== Exercise text ==
There are also several factors at play that could affect the amount you see as a “return” on your skills. Certain industries, or even certain companies, might be more likely to reward you for these skills than others. And, there is further evidence to suggest that not all languages are created equally when it comes to your bottom line.

The study found a trend that suggests the more common the language, the less it might affect your salary. Languages that were deemed “more common” are those that most in the U.S. tend to be more familiar with, such as Spanish and French. And on the flip side, the languages that are less common, or less familiar to U.S. culture, such as Mandarin, Farsi, or even German, were responsible for a higher salary increase. These trends suggest that the more specialized your language skills are, the more valuable you are to certain employers who are looking for those exact skills.

The economic value of knowing certain languages can also be affected by linguistic trends in a particular geographic area. For example, Spanish language skills may not be as valuable, economically, as we might think in the U.S., especially in certain regions.

Proficiency, or at least familiarity, with the Spanish language is not particularly uncommon here, even among non-Latino Americans. Therefore, competition can be high among bilingual Spanish-speaking applicants. While there are certainly other benefits to speaking Spanish in the U.S., it is less likely to set you apart as a unique job candidate, or bump up your salary.

If you’re strictly motivated by financial return, it might be wise to talk with your current employer, or someone within your industry, to get a realistic sense of how valuable foreign language skills could be for your specific career goals before investing your time and money in learning a new language.

Brain & Cognition Benefits

Learning a foreign language might not be the secret to a spontaneous salary increase, but we’d like to think about it as part of a recipe for success. We like to think that being multilingual makes us generally smarter, more effective at our careers, and therefore deserving of a raise. There is also evidence to suggest that learning a foreign language can generally improve your cognitive performance.
===
== Given records ==
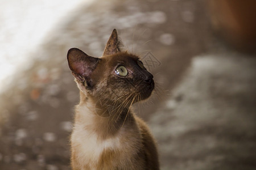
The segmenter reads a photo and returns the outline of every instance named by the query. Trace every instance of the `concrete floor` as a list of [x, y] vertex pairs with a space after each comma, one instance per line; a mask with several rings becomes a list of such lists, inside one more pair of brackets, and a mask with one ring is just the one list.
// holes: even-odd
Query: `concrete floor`
[[67, 52], [100, 56], [114, 28], [125, 48], [159, 61], [148, 69], [160, 92], [135, 110], [161, 169], [255, 169], [256, 58], [216, 37], [203, 0], [97, 1], [60, 22], [1, 95], [0, 169], [70, 169], [79, 91]]

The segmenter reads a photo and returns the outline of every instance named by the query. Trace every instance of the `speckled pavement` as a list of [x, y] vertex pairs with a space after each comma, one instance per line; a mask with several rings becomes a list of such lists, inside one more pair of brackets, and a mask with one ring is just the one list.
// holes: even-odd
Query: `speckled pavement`
[[11, 78], [0, 97], [0, 169], [71, 169], [79, 91], [67, 52], [100, 56], [114, 28], [125, 48], [159, 62], [148, 69], [162, 90], [135, 110], [158, 142], [161, 169], [255, 169], [255, 56], [216, 38], [204, 1], [110, 2], [74, 10]]

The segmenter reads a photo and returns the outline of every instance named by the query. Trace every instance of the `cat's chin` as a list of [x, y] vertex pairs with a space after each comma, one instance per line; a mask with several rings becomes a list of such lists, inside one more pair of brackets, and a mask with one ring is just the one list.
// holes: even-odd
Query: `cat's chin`
[[148, 99], [151, 95], [152, 92], [153, 91], [155, 88], [155, 84], [154, 82], [151, 83], [150, 85], [148, 85], [144, 88], [143, 88], [143, 90], [141, 92], [141, 100], [144, 100]]

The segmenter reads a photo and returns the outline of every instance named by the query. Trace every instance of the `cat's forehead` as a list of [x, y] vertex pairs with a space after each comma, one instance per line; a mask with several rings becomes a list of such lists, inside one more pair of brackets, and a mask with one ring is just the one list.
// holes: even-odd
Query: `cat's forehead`
[[117, 64], [131, 63], [134, 61], [137, 61], [139, 59], [139, 57], [124, 52], [106, 56], [104, 57], [104, 59], [107, 60], [109, 65], [115, 66]]

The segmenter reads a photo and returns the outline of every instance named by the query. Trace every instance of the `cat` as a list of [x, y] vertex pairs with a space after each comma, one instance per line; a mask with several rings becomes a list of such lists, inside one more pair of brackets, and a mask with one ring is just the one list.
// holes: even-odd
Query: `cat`
[[114, 29], [100, 58], [77, 48], [68, 52], [80, 94], [71, 139], [72, 169], [159, 169], [155, 139], [131, 108], [150, 97], [153, 75], [121, 45]]

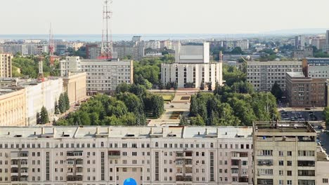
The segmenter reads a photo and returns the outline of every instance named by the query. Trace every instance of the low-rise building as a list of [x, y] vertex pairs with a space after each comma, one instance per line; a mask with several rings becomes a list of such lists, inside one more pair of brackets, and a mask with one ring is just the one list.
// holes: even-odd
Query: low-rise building
[[25, 126], [25, 90], [0, 88], [0, 126]]
[[302, 72], [286, 74], [287, 99], [292, 107], [323, 107], [325, 81], [305, 77]]
[[86, 99], [86, 74], [72, 72], [63, 76], [63, 90], [67, 93], [70, 104], [73, 104]]
[[0, 183], [251, 185], [252, 134], [251, 127], [4, 127]]
[[12, 54], [0, 53], [0, 78], [11, 78]]
[[285, 73], [302, 71], [301, 61], [248, 61], [247, 81], [252, 84], [256, 91], [271, 91], [276, 82], [285, 90]]

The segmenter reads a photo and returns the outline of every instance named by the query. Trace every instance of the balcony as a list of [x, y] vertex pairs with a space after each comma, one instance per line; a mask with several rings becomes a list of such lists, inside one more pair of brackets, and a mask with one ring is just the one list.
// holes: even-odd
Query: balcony
[[110, 159], [118, 159], [120, 158], [120, 151], [108, 151], [108, 158]]
[[66, 180], [68, 181], [82, 181], [82, 175], [67, 175]]

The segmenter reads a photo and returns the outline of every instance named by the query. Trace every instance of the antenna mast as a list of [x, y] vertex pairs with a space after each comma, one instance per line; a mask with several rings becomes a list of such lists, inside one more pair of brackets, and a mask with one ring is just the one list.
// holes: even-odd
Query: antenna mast
[[53, 58], [53, 51], [55, 50], [55, 44], [53, 43], [53, 29], [51, 27], [51, 23], [50, 24], [49, 29], [49, 60], [51, 66], [53, 65], [54, 58]]
[[[105, 0], [103, 8], [103, 34], [102, 48], [101, 57], [102, 59], [112, 59], [113, 52], [112, 41], [112, 29], [110, 20], [112, 12], [111, 11], [112, 0]], [[110, 27], [110, 28], [109, 28]]]

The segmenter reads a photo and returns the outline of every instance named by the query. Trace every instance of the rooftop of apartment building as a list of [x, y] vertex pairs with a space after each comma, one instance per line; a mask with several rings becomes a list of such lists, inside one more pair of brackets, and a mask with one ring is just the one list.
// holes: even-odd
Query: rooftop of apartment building
[[315, 130], [309, 122], [298, 121], [266, 121], [254, 122], [253, 130], [255, 135], [292, 135], [299, 136], [311, 133], [316, 135]]
[[303, 72], [287, 72], [287, 74], [289, 75], [292, 78], [304, 78], [305, 76], [304, 75]]
[[252, 138], [252, 127], [0, 127], [0, 138]]

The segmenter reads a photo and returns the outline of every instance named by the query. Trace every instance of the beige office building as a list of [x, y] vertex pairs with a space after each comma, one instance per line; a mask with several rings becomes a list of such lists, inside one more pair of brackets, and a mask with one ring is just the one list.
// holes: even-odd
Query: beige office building
[[318, 165], [316, 132], [309, 123], [256, 122], [253, 133], [254, 184], [322, 184], [317, 178], [329, 174]]
[[12, 54], [0, 53], [0, 78], [11, 78], [11, 60]]
[[252, 184], [252, 133], [251, 127], [0, 128], [0, 184]]
[[71, 104], [86, 99], [86, 73], [69, 73], [67, 76], [62, 78], [64, 91], [67, 92]]
[[0, 125], [25, 126], [25, 90], [0, 89]]
[[285, 73], [302, 71], [301, 61], [250, 61], [247, 63], [247, 81], [256, 91], [271, 91], [276, 82], [285, 90]]

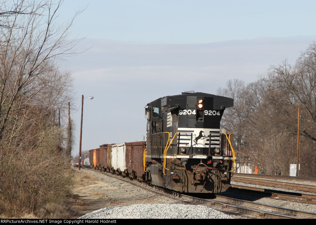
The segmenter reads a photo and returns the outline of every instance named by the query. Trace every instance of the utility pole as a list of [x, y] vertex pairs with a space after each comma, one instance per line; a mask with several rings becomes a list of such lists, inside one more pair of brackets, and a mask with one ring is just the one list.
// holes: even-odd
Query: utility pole
[[300, 159], [300, 122], [301, 115], [300, 108], [299, 107], [297, 113], [297, 144], [296, 149], [296, 176], [298, 177], [299, 166]]

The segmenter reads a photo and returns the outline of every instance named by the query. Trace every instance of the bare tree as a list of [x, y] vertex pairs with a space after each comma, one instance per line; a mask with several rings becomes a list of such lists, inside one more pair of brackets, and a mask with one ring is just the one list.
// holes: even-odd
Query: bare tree
[[55, 22], [63, 2], [0, 5], [0, 212], [36, 211], [67, 186], [59, 182], [68, 182], [64, 174], [51, 168], [53, 161], [61, 167], [65, 162], [59, 157], [63, 131], [55, 118], [74, 96], [72, 78], [60, 62], [76, 53], [80, 40], [67, 39], [73, 20]]

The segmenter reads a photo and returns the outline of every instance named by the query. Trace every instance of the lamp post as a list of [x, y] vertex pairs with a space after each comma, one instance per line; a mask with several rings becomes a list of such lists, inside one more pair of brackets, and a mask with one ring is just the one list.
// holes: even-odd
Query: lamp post
[[[93, 97], [85, 97], [90, 99], [93, 99]], [[79, 143], [79, 163], [78, 164], [78, 170], [80, 170], [80, 165], [81, 164], [81, 139], [82, 137], [82, 117], [83, 114], [83, 95], [82, 95], [82, 98], [81, 99], [81, 122], [80, 126], [80, 142]]]

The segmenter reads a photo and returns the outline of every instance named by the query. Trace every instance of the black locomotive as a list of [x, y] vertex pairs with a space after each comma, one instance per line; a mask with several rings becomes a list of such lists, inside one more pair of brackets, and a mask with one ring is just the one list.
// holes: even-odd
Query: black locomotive
[[201, 92], [160, 98], [149, 103], [146, 179], [180, 192], [218, 193], [230, 186], [234, 153], [231, 134], [221, 132], [232, 98]]

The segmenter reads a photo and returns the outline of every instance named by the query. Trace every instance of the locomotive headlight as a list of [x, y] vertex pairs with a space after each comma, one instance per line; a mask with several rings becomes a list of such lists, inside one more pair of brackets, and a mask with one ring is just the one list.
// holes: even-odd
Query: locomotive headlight
[[203, 108], [204, 104], [203, 103], [203, 99], [199, 99], [198, 100], [198, 108], [199, 109]]
[[219, 149], [219, 148], [215, 148], [214, 151], [215, 152], [216, 154], [219, 154], [219, 153], [221, 152], [221, 149]]
[[182, 154], [185, 154], [186, 152], [186, 148], [185, 147], [181, 147], [180, 148], [180, 151]]

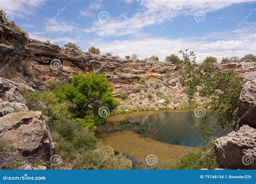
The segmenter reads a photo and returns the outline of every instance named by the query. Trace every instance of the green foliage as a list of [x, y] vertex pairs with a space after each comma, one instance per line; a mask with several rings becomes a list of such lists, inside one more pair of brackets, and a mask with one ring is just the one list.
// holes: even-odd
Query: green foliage
[[88, 52], [95, 54], [99, 54], [100, 52], [99, 51], [99, 49], [98, 48], [96, 48], [95, 47], [90, 47], [88, 49]]
[[71, 42], [68, 42], [68, 43], [65, 44], [64, 47], [69, 47], [69, 48], [73, 48], [76, 51], [81, 51], [81, 49], [79, 48], [79, 47], [77, 46], [77, 44], [71, 43]]
[[94, 114], [98, 123], [104, 122], [98, 115], [99, 108], [105, 107], [111, 111], [119, 104], [112, 96], [113, 90], [104, 74], [90, 73], [74, 76], [71, 84], [53, 91], [59, 101], [65, 99], [71, 103], [70, 110], [75, 117], [84, 118]]
[[165, 61], [168, 62], [172, 62], [174, 64], [179, 64], [180, 62], [180, 59], [175, 54], [171, 54], [167, 56], [165, 58]]
[[[234, 112], [238, 107], [244, 81], [233, 71], [216, 70], [214, 60], [206, 60], [201, 64], [197, 65], [196, 54], [193, 52], [188, 54], [187, 50], [180, 51], [183, 60], [181, 62], [179, 80], [182, 86], [187, 88], [190, 102], [194, 102], [196, 93], [199, 92], [201, 96], [210, 99], [208, 105], [213, 109], [211, 114], [216, 114], [216, 124], [223, 128], [231, 125], [235, 120]], [[204, 117], [203, 120], [206, 118]], [[206, 133], [206, 136], [209, 131]]]
[[208, 63], [214, 63], [217, 62], [217, 59], [215, 57], [208, 56], [206, 57], [203, 61], [203, 62], [208, 62]]
[[241, 58], [240, 61], [243, 61], [246, 59], [250, 59], [250, 60], [251, 60], [253, 62], [256, 62], [256, 55], [252, 54], [245, 55], [244, 57]]
[[182, 157], [176, 164], [177, 169], [214, 169], [218, 168], [214, 158], [214, 139], [210, 144], [199, 147], [198, 151], [191, 151]]
[[156, 55], [152, 55], [152, 56], [150, 57], [150, 59], [152, 60], [157, 61], [159, 60], [158, 57]]
[[154, 83], [153, 83], [152, 86], [153, 86], [154, 89], [156, 89], [160, 88], [161, 84], [159, 82], [156, 81]]

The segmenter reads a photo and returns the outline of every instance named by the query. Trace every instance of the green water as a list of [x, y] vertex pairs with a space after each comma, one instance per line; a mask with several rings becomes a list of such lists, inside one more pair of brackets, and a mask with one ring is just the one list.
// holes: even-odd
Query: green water
[[[206, 115], [209, 114], [209, 112], [206, 112]], [[197, 136], [203, 130], [193, 128], [201, 123], [201, 118], [197, 117], [193, 111], [167, 111], [158, 114], [149, 112], [147, 114], [144, 113], [143, 115], [136, 116], [131, 116], [131, 115], [123, 116], [127, 116], [126, 119], [133, 123], [127, 121], [114, 124], [111, 123], [112, 125], [114, 124], [115, 130], [133, 131], [142, 137], [152, 138], [167, 144], [193, 147], [204, 145], [201, 138]], [[214, 120], [214, 116], [210, 116], [206, 120], [205, 127], [212, 127]], [[218, 127], [213, 135], [219, 137], [228, 133], [231, 130], [231, 128], [223, 129]]]

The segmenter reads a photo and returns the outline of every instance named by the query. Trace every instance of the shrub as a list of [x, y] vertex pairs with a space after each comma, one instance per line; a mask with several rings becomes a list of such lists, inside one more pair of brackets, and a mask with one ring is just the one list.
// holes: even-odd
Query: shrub
[[152, 56], [150, 57], [150, 59], [152, 60], [157, 61], [159, 60], [158, 57], [156, 55], [152, 55]]
[[145, 84], [146, 83], [146, 80], [145, 77], [142, 77], [140, 80], [139, 80], [139, 83], [140, 84]]
[[171, 54], [165, 58], [165, 61], [169, 62], [172, 62], [174, 64], [178, 64], [180, 62], [180, 59], [175, 54]]
[[215, 57], [212, 57], [212, 56], [208, 56], [206, 57], [204, 60], [204, 61], [205, 62], [210, 62], [211, 63], [213, 62], [217, 62], [218, 60]]
[[65, 44], [64, 47], [73, 48], [77, 51], [81, 51], [81, 49], [79, 48], [79, 47], [77, 46], [77, 44], [72, 43], [71, 42], [68, 42], [68, 43]]
[[96, 48], [95, 47], [90, 47], [88, 49], [88, 52], [95, 54], [99, 54], [100, 52], [99, 51], [99, 49], [98, 48]]
[[153, 98], [153, 93], [152, 93], [152, 92], [150, 92], [150, 91], [147, 92], [146, 94], [146, 96], [150, 99]]
[[256, 62], [256, 55], [252, 54], [245, 55], [244, 57], [241, 58], [240, 61], [243, 61], [246, 59], [250, 59], [253, 62]]
[[160, 84], [159, 82], [156, 81], [152, 84], [152, 86], [154, 89], [156, 89], [160, 87]]

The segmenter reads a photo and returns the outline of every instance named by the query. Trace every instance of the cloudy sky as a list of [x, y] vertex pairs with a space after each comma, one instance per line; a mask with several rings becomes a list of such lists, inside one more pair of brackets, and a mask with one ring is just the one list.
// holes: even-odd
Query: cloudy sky
[[140, 59], [190, 48], [198, 61], [256, 54], [256, 1], [1, 0], [32, 38]]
===
__Task set__
a) In the passage on language skills and salary, put this sentence into Spanish: "Therefore, competition can be high among bilingual Spanish-speaking applicants."
b) Please write a continuation of the passage on language skills and salary, picking up after its final sentence.
These rows have nothing to do with the text about language skills and salary.

__Answers given__
a) Por lo tanto, la competencia puede ser alta entre los solicitantes bilingües que hablan español.

b)
One study suggests that speaking in a foreign language exercises our brain in such a way that ultimately makes us better decision makers.

There is also research to suggest that being multilingual helps with executive function in children, and improves the symptoms of dementia in older people.

Travel & Cultural Understanding

The ability to communicate in a different language is bound to open up travel opportunities — whether traveling for work or for leisure. Plus, lessening the language barrier is a great way to allow for a more immersive experience in another country or culture. A more global perspective, in turn, can also benefit you in your career as well as your everyday life.

From an economical perspective, speaking or at least understanding the local language could help you to save a little money when you’re abroad. You could use your skills to find a cheaper restaurant away from the main tourist areas, haggle the price of goods at a local market, or just ditch an English-speaking travel guide.


Picking up a foreign tongue is an investment. And if you’re going to put forth your money, time, and brain power you should understand the cost-benefit analysis for your specific situation.
Costs can vary drastically depending on what type of course suits your learning style best, and which language(s) you’re interested in learning. There are a few different types of courses and price points to consider. When considering the different price points, keep what you know about your learning style top of mind.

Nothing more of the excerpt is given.